Work to be completed ▸ Copy only what lies from the line containing "Find the bird's head" through the line containing "One marker per instance, like [342,18]." in the entries below, keeping both end lines exact and dropping every picture.

Dataset extract ▸
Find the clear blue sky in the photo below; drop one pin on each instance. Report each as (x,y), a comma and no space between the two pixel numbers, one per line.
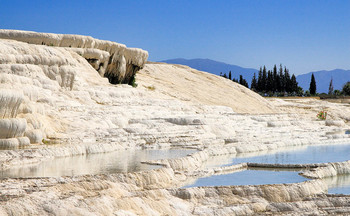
(303,35)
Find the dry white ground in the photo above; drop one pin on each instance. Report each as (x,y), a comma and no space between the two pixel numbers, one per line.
(51,95)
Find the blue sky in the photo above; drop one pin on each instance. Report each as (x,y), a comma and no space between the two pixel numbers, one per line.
(303,35)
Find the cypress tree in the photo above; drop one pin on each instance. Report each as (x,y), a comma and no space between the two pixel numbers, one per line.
(287,80)
(259,85)
(312,88)
(275,79)
(294,84)
(331,88)
(264,80)
(243,81)
(282,85)
(253,85)
(269,82)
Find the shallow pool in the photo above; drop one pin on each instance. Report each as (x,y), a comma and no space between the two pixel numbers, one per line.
(113,162)
(338,184)
(297,155)
(250,177)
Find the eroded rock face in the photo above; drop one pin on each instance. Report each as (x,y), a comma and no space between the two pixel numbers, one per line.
(112,60)
(51,94)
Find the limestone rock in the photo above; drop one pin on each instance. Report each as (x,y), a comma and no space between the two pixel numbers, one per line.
(122,64)
(10,128)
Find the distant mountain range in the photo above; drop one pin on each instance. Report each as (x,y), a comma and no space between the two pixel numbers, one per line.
(323,78)
(216,67)
(340,77)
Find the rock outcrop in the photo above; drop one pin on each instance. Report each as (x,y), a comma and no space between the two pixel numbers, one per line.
(51,93)
(112,60)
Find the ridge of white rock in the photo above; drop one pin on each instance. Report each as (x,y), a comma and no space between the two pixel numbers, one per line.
(53,95)
(110,59)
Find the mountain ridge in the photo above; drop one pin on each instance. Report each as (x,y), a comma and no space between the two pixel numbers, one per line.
(323,77)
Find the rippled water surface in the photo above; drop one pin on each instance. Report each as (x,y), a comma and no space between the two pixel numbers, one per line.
(339,184)
(297,155)
(250,177)
(113,162)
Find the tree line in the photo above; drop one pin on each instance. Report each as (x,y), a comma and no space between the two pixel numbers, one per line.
(275,82)
(278,82)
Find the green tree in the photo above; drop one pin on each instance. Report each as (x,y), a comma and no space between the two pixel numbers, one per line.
(282,85)
(259,84)
(243,81)
(331,88)
(253,85)
(294,84)
(287,81)
(346,89)
(269,82)
(264,80)
(312,88)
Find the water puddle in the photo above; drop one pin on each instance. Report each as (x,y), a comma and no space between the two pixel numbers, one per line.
(113,162)
(298,155)
(338,184)
(251,177)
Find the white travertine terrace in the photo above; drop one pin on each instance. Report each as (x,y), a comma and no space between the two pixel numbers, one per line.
(50,93)
(111,59)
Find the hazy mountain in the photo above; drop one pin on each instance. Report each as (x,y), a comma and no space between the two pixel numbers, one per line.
(340,77)
(216,67)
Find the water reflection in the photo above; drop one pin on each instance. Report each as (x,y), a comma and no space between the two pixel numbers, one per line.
(297,155)
(250,177)
(113,162)
(338,184)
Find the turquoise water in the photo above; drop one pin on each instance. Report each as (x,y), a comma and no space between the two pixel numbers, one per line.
(113,162)
(296,155)
(339,184)
(250,177)
(309,154)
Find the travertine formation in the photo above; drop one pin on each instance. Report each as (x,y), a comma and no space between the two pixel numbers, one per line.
(53,94)
(110,59)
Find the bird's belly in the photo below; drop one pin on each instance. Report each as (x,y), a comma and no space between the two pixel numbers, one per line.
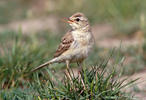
(78,54)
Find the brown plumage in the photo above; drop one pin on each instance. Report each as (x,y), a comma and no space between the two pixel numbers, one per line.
(75,45)
(66,42)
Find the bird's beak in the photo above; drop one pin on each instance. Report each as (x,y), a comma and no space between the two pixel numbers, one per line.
(67,20)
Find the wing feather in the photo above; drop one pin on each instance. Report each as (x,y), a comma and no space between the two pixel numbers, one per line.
(66,42)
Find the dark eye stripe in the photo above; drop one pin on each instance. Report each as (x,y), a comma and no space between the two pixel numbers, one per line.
(77,19)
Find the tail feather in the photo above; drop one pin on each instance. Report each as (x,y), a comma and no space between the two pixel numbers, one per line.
(41,66)
(45,64)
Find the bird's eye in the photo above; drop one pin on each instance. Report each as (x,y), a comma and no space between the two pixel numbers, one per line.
(77,19)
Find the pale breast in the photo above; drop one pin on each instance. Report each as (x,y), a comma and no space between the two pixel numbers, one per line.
(82,44)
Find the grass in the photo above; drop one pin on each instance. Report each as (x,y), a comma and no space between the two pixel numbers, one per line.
(20,53)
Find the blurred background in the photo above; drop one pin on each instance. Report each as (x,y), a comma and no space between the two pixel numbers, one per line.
(30,31)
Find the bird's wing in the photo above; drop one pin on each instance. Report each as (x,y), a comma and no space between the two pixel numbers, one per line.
(66,42)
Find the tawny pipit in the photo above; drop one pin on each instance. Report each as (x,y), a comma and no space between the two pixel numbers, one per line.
(76,44)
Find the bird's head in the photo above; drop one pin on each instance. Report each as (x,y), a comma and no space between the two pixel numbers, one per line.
(77,21)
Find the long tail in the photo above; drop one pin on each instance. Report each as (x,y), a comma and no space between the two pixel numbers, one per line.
(41,66)
(47,63)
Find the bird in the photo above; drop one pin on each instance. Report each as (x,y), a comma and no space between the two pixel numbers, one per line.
(76,44)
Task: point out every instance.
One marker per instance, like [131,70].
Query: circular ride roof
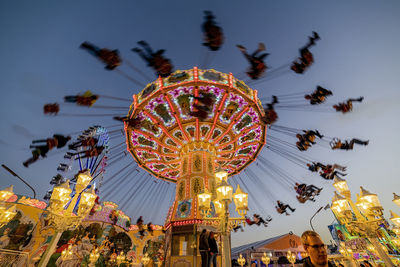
[233,129]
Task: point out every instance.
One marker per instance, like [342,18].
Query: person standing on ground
[316,249]
[204,248]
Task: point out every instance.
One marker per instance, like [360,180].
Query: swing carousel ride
[186,124]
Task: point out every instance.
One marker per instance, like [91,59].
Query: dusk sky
[358,55]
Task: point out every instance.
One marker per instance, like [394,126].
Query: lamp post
[6,214]
[241,260]
[291,257]
[94,256]
[61,210]
[266,258]
[223,198]
[367,211]
[145,259]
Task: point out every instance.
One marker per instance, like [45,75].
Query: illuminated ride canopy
[232,135]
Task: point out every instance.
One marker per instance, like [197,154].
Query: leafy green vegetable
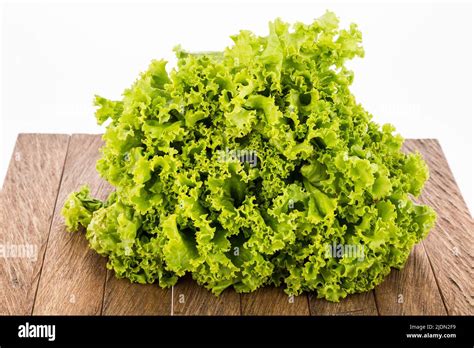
[254,166]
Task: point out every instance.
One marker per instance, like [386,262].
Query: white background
[417,73]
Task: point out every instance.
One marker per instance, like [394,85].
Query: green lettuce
[254,166]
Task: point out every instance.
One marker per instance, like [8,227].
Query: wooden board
[68,278]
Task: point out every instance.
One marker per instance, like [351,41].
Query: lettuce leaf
[254,166]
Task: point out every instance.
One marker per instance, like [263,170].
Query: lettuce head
[254,166]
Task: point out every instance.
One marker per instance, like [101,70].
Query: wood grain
[412,290]
[191,299]
[449,245]
[357,304]
[437,278]
[125,298]
[273,301]
[73,276]
[26,205]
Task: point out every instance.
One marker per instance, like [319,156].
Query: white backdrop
[417,73]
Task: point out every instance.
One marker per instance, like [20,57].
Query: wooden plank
[73,276]
[191,299]
[273,301]
[356,304]
[125,298]
[449,245]
[412,290]
[26,204]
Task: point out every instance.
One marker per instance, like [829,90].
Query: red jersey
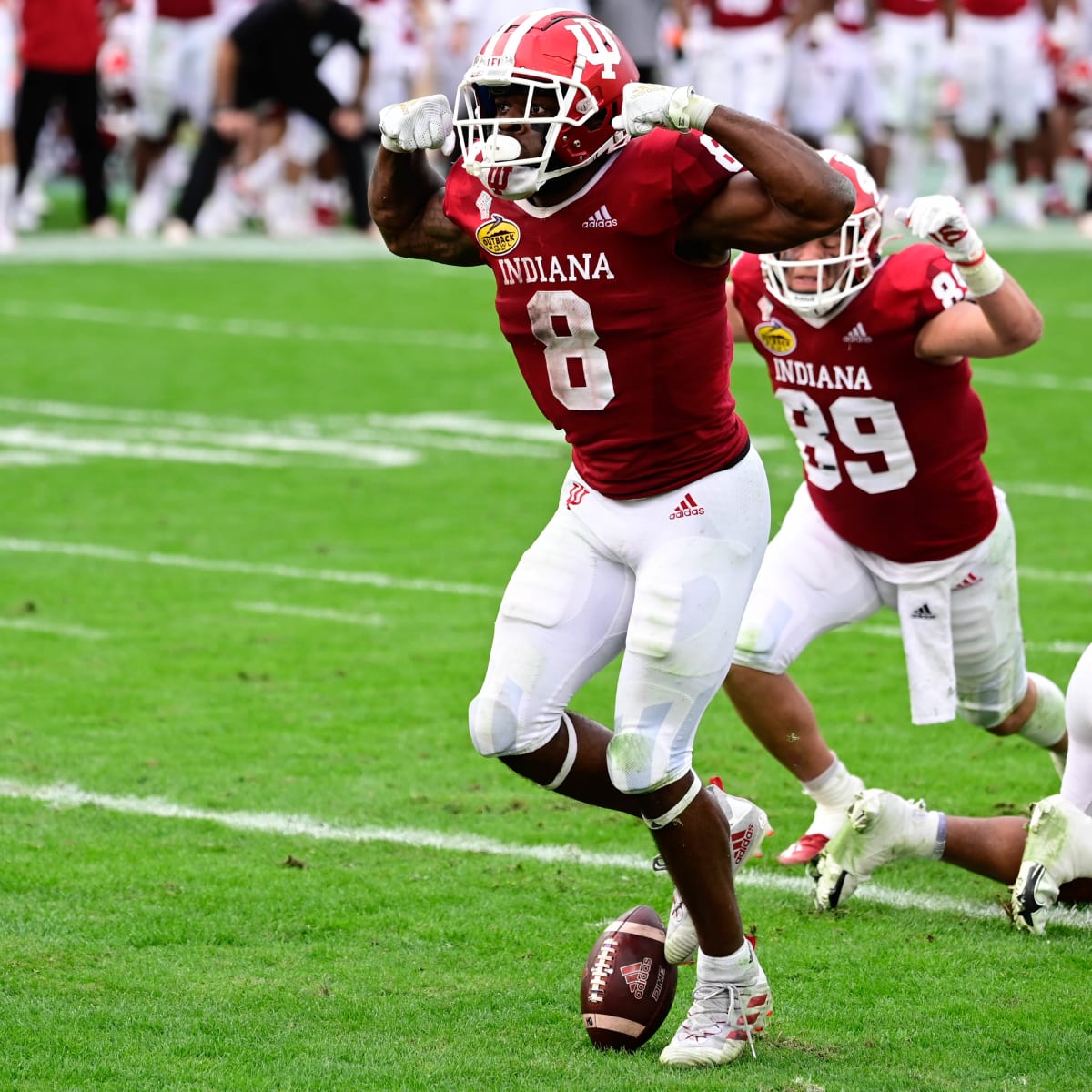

Written response ▸
Find the bird's head in the photo above; drop one pin on each instance. Report each as (x,y), a comma and no space between the two pixel numbers, one per line.
(77,21)
Find the long tail in the photo above; drop one pin on each instance. Report each as (x,y), a comma and no space between the two pixel numbers, one per line.
(41,66)
(47,63)
Find the bird in the photo above; drop one pin on each instance. Report each as (x,y), a comma and no space between the two pixel numbers, one per line.
(76,44)
Task: point out every instance.
One marker per instance, like [131,70].
Query: circular ride roof
[233,129]
Task: point out every instance.
One marker per instance, like [342,18].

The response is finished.